Write out each of the items below, keeping every line and every character unchanged.

Start TASK INPUTS

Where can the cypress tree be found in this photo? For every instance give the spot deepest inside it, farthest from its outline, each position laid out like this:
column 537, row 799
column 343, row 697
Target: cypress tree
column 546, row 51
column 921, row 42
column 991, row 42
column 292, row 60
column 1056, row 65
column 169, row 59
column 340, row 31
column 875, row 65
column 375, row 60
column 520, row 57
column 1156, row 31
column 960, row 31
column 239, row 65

End TASK INPUTS

**THE ANSWER**:
Where can the cypress tree be found in this photo? For every instance give the spot deepest inside it, farthest from its outline, each position laid out like this:
column 537, row 799
column 343, row 697
Target: cypress tree
column 546, row 51
column 921, row 42
column 991, row 42
column 292, row 60
column 1056, row 65
column 169, row 59
column 340, row 31
column 875, row 65
column 375, row 60
column 520, row 57
column 1156, row 31
column 960, row 31
column 239, row 65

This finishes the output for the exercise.